## THE TASK
Reproduce the records that follow line for line, without any changes.

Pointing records
/---
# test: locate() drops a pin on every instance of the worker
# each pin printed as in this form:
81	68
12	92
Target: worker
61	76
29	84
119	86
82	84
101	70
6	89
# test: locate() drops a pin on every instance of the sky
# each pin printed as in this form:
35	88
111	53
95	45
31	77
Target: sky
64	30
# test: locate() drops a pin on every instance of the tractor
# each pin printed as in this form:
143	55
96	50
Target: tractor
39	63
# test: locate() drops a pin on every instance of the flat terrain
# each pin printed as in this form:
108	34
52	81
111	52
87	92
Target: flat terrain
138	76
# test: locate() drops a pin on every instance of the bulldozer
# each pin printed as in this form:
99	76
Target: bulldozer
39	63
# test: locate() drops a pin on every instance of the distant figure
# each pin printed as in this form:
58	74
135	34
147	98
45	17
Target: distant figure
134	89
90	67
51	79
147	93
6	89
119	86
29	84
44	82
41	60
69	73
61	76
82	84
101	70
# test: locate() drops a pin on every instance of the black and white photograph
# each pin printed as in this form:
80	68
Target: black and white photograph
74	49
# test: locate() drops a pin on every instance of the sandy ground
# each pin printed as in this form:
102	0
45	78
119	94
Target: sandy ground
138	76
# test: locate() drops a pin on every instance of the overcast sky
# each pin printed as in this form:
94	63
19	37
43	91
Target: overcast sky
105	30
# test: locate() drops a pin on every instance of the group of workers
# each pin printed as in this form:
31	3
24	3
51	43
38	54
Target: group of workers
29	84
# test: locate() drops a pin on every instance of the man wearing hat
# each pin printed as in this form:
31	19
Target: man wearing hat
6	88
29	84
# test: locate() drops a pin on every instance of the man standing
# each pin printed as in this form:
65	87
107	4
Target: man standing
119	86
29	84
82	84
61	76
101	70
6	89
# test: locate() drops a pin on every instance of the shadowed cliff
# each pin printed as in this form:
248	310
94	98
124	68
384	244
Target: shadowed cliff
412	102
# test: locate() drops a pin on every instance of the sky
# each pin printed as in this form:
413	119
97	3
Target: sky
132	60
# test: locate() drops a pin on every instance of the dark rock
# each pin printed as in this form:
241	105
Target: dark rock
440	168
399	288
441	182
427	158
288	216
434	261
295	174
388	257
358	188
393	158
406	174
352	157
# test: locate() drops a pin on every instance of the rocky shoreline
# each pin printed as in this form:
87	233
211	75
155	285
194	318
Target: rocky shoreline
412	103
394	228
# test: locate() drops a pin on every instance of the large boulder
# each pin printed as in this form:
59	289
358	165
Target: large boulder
\---
## FULL RESPONSE
# test: locate() drops a pin on every instance of the worker
# each pin printed as in this form:
81	68
12	92
Target: worker
61	76
29	84
119	86
82	84
101	70
6	89
# test: locate() drops a pin on every instance of the sky
# each pin printed as in this form:
35	88
111	53
95	45
31	77
Target: sky
64	30
# test: locate() drops a pin on every instance of the tractor
# each pin printed as in this form:
143	55
96	50
Target: tractor
39	63
# test: locate() drops a pin on every instance of the flat terrain
# each pin printed as in this form:
108	34
52	81
111	52
87	92
Target: flat terrain
138	76
# test: locate() drops a pin on every instance of the bulldozer
# each pin printed as in this form:
99	76
Target: bulldozer
39	63
# test: locate() drops a pin on every instance of the distant figure
# each pin printed as in this form:
58	74
135	34
147	98
45	17
Target: distant figure
134	89
90	67
51	79
147	93
6	89
119	86
29	84
44	82
41	60
69	73
61	76
82	84
101	70
# test: locate() drops a pin on every instance of the black and white photograph
# each pin printed as in this form:
80	68
Target: black and white photograph
74	49
# test: locate() drops a pin on every instance of the sandy ground
# each pin printed as in this form:
102	0
45	78
119	94
Target: sandy ground
138	76
# test: locate() drops a pin on every instance of the overcast sky
# each pin printed as in this form:
94	63
19	37
43	91
Target: overcast sky
105	30
# test: locate() drops a pin on every instance of the group of workers
# each pin printed as in this form:
31	3
24	3
51	43
38	54
Target: group of workers
29	84
# test: locate() drops a pin on every instance of the man wearing hat
# each pin printed as in this form:
31	19
Target: man wearing hat
6	88
29	84
# test: locate() drops a pin on every instance of the man standing
# each pin printed as in this form:
65	87
107	4
Target: man standing
119	86
29	84
82	84
61	76
101	70
6	89
# test: locate() drops a pin on every instance of the shadowed cliff
# each pin printed as in this form:
248	310
94	98
124	68
384	244
Target: shadowed cliff
412	102
# test: locate() drops a pin on every instance of the sky
# each pin printed as in this form:
413	119
97	3
Target: sky
132	60
# test: locate() drops a pin on every instance of the dark rock
# each pin printed as in this form:
241	105
Target: dark rock
440	168
399	288
441	182
427	158
288	216
434	261
295	174
388	257
358	188
393	158
406	174
352	157
# test: locate() drops a pin on every instance of the rocky shoreline
# each pin printed as in this form:
87	233
211	75
155	285
194	318
Target: rocky shoreline
412	103
394	228
# test: locate() drops a pin on every instance of the large boulder
# each pin printed as in this form:
59	289
358	165
Target: large boulder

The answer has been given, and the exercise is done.